[INSTRUCTIONS FOR THE TASK]: Repeat the listing in full. Nothing may be added or left out.

[INPUT RECORDS]:
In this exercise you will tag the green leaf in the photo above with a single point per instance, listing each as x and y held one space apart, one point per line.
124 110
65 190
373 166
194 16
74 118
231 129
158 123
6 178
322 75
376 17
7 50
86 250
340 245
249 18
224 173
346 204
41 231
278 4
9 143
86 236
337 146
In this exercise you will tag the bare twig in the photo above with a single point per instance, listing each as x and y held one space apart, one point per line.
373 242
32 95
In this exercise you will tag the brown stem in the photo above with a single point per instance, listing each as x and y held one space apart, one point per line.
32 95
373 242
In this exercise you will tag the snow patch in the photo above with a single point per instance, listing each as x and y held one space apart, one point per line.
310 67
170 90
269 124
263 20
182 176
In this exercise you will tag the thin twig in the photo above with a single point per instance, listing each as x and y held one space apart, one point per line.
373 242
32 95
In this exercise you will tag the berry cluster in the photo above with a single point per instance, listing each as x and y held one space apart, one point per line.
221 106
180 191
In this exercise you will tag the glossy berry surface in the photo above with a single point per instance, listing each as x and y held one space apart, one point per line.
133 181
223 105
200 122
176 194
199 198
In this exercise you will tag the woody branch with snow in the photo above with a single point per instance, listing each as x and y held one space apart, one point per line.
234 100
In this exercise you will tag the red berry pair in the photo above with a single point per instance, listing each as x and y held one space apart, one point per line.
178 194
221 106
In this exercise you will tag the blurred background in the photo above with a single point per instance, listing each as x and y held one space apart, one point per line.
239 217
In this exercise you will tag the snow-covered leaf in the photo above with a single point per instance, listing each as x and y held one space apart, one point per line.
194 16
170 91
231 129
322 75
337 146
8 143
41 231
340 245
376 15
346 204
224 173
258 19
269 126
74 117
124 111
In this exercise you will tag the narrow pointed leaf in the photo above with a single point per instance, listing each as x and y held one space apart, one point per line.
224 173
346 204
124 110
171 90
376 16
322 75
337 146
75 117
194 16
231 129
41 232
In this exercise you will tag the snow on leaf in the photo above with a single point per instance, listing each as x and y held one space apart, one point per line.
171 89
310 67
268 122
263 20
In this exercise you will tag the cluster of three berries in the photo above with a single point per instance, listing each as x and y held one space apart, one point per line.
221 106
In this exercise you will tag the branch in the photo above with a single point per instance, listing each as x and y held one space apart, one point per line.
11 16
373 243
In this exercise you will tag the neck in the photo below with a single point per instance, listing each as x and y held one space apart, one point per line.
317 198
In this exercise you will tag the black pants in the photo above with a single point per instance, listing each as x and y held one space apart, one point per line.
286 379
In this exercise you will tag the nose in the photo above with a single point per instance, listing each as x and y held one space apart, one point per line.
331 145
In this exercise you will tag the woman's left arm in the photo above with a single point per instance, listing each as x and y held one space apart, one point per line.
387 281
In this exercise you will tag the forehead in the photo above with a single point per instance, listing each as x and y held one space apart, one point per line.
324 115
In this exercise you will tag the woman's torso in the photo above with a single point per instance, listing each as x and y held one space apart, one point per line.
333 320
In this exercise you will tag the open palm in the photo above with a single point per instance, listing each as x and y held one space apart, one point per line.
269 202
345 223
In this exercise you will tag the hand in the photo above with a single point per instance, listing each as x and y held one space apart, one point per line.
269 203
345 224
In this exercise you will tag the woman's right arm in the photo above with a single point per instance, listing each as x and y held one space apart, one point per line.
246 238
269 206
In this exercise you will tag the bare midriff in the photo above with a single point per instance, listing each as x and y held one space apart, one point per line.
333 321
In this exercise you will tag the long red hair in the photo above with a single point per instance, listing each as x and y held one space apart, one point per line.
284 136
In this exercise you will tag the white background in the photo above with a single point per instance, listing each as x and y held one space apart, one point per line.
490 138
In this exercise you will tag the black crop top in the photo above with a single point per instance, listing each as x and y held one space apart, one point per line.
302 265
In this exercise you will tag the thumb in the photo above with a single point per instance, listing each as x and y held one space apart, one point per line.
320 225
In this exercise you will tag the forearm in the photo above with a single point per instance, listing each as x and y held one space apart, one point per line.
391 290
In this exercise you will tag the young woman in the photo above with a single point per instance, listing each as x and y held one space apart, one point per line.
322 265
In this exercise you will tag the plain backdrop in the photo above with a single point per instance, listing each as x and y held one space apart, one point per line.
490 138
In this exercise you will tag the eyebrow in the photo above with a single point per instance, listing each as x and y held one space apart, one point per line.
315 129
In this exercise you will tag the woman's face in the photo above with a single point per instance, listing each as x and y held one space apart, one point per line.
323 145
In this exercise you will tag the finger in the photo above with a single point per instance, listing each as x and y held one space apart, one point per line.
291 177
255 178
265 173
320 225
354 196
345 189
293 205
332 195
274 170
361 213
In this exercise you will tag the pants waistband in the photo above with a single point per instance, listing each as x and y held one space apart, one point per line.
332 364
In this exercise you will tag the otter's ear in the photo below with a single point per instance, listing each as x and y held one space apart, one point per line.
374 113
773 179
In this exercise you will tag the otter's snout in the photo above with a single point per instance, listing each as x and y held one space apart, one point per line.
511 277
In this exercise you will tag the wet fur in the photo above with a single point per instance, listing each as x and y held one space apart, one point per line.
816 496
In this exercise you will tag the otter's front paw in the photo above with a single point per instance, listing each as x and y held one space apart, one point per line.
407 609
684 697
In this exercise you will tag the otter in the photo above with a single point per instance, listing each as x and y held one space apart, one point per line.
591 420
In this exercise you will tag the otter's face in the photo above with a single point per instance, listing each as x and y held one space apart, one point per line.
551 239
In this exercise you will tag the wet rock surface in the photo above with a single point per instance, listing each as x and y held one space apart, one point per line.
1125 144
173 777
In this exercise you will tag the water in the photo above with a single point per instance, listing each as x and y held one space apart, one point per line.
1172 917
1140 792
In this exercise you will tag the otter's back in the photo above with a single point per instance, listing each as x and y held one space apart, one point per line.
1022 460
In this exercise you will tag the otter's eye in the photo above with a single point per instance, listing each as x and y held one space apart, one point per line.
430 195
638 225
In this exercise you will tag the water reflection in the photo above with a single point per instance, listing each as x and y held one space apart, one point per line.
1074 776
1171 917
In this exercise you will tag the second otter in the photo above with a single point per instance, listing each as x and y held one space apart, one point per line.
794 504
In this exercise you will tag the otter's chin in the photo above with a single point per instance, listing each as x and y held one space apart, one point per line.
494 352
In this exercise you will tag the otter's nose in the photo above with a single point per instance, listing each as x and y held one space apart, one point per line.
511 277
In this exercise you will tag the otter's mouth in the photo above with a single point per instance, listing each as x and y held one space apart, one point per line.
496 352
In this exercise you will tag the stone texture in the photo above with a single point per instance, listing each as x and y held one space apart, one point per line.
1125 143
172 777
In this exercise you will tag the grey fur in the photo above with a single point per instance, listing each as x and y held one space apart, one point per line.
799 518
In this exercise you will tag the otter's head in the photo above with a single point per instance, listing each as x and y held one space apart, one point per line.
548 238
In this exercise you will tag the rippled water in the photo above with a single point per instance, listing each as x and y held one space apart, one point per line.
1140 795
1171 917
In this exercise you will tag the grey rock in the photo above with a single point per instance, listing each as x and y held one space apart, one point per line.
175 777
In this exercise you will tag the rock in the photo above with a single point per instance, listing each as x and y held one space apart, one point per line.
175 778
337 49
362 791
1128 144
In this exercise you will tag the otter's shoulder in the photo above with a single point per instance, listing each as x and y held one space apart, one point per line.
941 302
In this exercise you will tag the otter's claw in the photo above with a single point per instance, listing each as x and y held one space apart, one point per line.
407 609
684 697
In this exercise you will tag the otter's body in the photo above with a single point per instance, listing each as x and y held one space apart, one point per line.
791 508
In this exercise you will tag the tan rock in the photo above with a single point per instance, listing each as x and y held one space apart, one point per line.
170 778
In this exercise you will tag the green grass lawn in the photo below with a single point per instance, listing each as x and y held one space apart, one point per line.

[REPLY TO THE EXERCISE]:
In this exercise you will tag the green leaf in the photo above with a single point per instance, listing each as x and y held one space apart, one point per line.
124 110
65 190
373 166
194 16
74 118
231 129
158 123
6 178
322 75
376 17
7 50
86 250
340 245
249 18
224 173
346 204
41 231
278 4
9 143
86 236
337 146
In this exercise you will tag the bare twig in the photo above with a single point per instance, listing each as x and y held one space apart, one point per line.
373 242
32 95
In this exercise you will tag the brown stem in the photo above with a single point per instance, listing each as x and y held one space apart, one point per line.
32 95
373 242
In this exercise you will tag the snow patch in the photo above with a single point per instance, listing each as x and y held one space apart, one point per line.
310 67
170 90
269 124
263 20
182 176
In this exercise you will tag the thin twig in the photo above with a single point per instance, listing each as x and y held one space apart, one point per line.
373 242
32 95
In this exercise you will tag the berry cluster in the photo above with a single point per instance, listing each as x and y held one space apart, one point per line.
221 106
180 191
In this exercise you will tag the glossy berry surface in the photo above with a single point per instance, listing each as x and y held one space apart, one point per line.
133 181
223 105
200 122
176 194
199 198
In this exercise you will tag the woody branch with snow in the photo above with a single point per instance, listing each as x and y held one space apart, one point per line.
234 100
In this exercise you will tag the red berry pair in the photo above with a single point per instance, listing each as x and y held one space apart, one point per line.
178 194
221 106
In this exercise you will tag the blurred background in the photo above with a single point per instance, listing each as x and y held one space apart, one point per line.
239 217
In this exercise you will tag the snow-covered leaf in the photo above with a single point per instance, listing each as x and y held one space apart, one point per line.
194 16
170 91
231 129
322 75
337 146
8 143
41 231
340 245
376 15
346 204
224 173
258 19
269 126
74 117
124 111
In this exercise you will tag the narrow pointed leaf in the photo above with a single point per instance, listing each as x and y held one space apart, one point per line.
224 173
346 204
124 110
171 90
376 16
322 75
337 146
75 117
194 16
231 129
41 232
In this exercise you will tag the snow on leaf in the photo above with a single point per instance, listing each as x and y held one space apart, one point per line.
171 89
310 67
268 122
263 20
In this exercise you will tag the cluster of three berries in the photo above with a single point per instance, listing each as x and y held one space apart, one point per line.
221 106
In this exercise you will tag the branch in the photo above with a single point per instance, listing each as x and y held one space apart, one point per line.
11 16
373 243
In this exercise you will tag the neck in the photo below with a single point per instance, listing each as x and y held one space apart, one point per line.
317 198
In this exercise you will tag the black pants in the photo above with a single point per instance, listing each as x and y held one space apart, one point per line.
286 379
In this exercise you will tag the nose in the photo above with a single point per instance, listing each as x and y held one space apart, one point per line.
331 145
In this exercise you will tag the woman's left arm in the photo above with a single point per instance, listing each as x and y held one space apart, one point per line.
387 281
In this exercise you will tag the forehead in the photo above with a single point per instance, listing each as x and y held one space apart, one point per line.
324 115
In this exercise you will tag the woman's torso in the photo above with a single point per instance, listing each as x and y held one space apart, one point per line.
333 320
In this exercise you will tag the open palm in the photo above with a single point per instance, listing each as x and y held one space apart, one point per line.
269 202
345 223
In this exercise you will tag the hand in the photo above with a single point per instance, listing each as x and y held one space apart, one point per line.
269 203
345 224
In this exercise you will tag the woman's right arm in the photo above with a single point per instance, listing each as x and y held one space apart, one point per line.
246 238
269 206
In this exercise you will tag the bare midriff in the photo above with a single point per instance, listing each as x and y held one space apart, one point per line.
333 321
In this exercise you will tag the long red hair in the photo above with a single point per instance, listing each as x and y held one space apart, one point per line.
284 136
In this exercise you will tag the white background in the photo above with a single point per instance, listing each as x and y held one space apart, one point per line.
490 138
In this exercise you will tag the black crop top in the photo above with a single point per instance, listing each as x and y held one space apart, one point per line.
302 265
In this exercise you will tag the thumb in the photo above with a single point per instance, listing each as x and y held one space apart, one point per line.
320 225
In this exercise you will tag the forearm in the photo above with a single point per instance, listing each as x and y held one space apart, one point per line.
391 290
In this exercise you will tag the young woman in the photo above with a single point per instance, listing each as x and y held one space apart, one point per line.
322 265
In this exercise you will tag the plain backdrop in the photo above with a single point per instance, listing each as x and y held one space apart, one point per line.
490 138
In this exercise you will tag the eyebrow in the photo above with a single point per instance, listing each as x and y held one space apart, one point per line.
315 129
In this exercise you will tag the woman's face in the photo above with a single point per instance, listing each as x and y held one space apart, one point per line.
323 145
In this exercise you will tag the finger in the photo above with a single point per instance, listing each as x and y held one space apart, one point per line.
291 177
255 178
265 173
320 225
354 196
345 189
293 205
332 195
274 170
361 213
In this exercise you will tag the pants waistband in the photo above with a single point per instance, listing each as x and y held one space apart, one point per line.
332 364
In this exercise you will tag the otter's ear in the photo below with a single point per instance, listing each as x and y held one space apart, one point per line.
374 113
773 179
In this exercise you will tag the otter's snout in the photo above with a single point per instance, listing each as x and y held one space apart, one point per line.
511 277
In this exercise you will tag the wet fur in the photo above with a single point per instance, listing each as x and y held one space apart, one point per line.
816 496
In this exercise you will tag the otter's front paw in the photo above with a single point per instance, listing each as x and y held one space apart, one point per line.
407 609
684 697
In this exercise you will tag the otter in the photo above with a single point per instance, listing each as x and y held one space apart, one point per line.
591 420
In this exercise you will tag the otter's face in the photo above with a single point per instance, listing each as x and y held one space apart, one point per line.
551 239
In this exercise you will tag the wet rock surface in the photo above with a single point per instance, listing each as x and y held one space apart, one point per line.
1125 144
173 777
In this exercise you will tag the water in the photo above with a single point per instance, listing each as x and y held one space apart, one point per line.
1172 917
1140 792
In this exercise you will tag the otter's back in the photo above with a single point per instance, listing each as x and y held one space apart, one point per line.
1022 460
In this exercise you will tag the otter's eye in the photo above with a single point per instance, listing each as x and y held one space apart, one point per line.
430 195
638 225
In this exercise you will tag the water reflection in the photo above with a single point per instance, listing each as x and y held one space apart, one point per line.
1074 776
1171 917
In this exercise you will tag the second otter in the photo above with a single point per instance, listing each as x and y held one space apart, one point per line.
794 504
In this exercise you will tag the otter's chin in the photo above with a single point per instance, listing each as x and y held one space apart, one point per line.
494 352
In this exercise you will tag the otter's nose in the photo above with a single point per instance, listing each as x and y held one space apart, one point per line.
511 277
In this exercise you will tag the otter's mouth in the photo above with a single point per instance, listing each as x and y held one space apart, one point per line.
496 352
In this exercise you will tag the stone texture in the photo above with a single point per instance, listing each as x and y held one space apart, one point per line.
1125 143
172 777
In this exercise you will tag the grey fur in the photo above with a single point per instance, listing each as x and y held one space apart, one point per line.
799 518
In this exercise you will tag the otter's head in the photo above with a single point per instance, listing each as x and y held one space apart, one point per line.
548 238
In this exercise you will tag the rippled water in the photo above with a single point per instance, listing each as x and y held one space apart, one point per line.
1140 795
1171 917
In this exercise you will tag the grey rock in the photo above with a single point per instance, listing each as x and y held one space apart, one point per line.
175 777
In this exercise you will tag the rock in the photo above with a single point per instance, listing each as x and y held one space apart, one point per line.
175 778
337 49
362 791
1128 144
In this exercise you will tag the otter's shoulder in the photo above with a single point per instance, listing each as x and y held one space apart, one point per line.
941 302
In this exercise you will tag the otter's claw in the photo above with a single point per instance, listing each as x and y held one space apart, one point per line.
407 609
684 697
In this exercise you will tag the otter's body in the photo above with a single point per instance, listing each as x and y held one space apart, one point per line.
791 508
In this exercise you will tag the tan rock in the photo above with a single point per instance, listing each as x and y held one space apart, one point per line.
170 778
In this exercise you will tag the green grass lawn in the photo below with a single point per instance, listing each as x and y held one space apart, one point per line.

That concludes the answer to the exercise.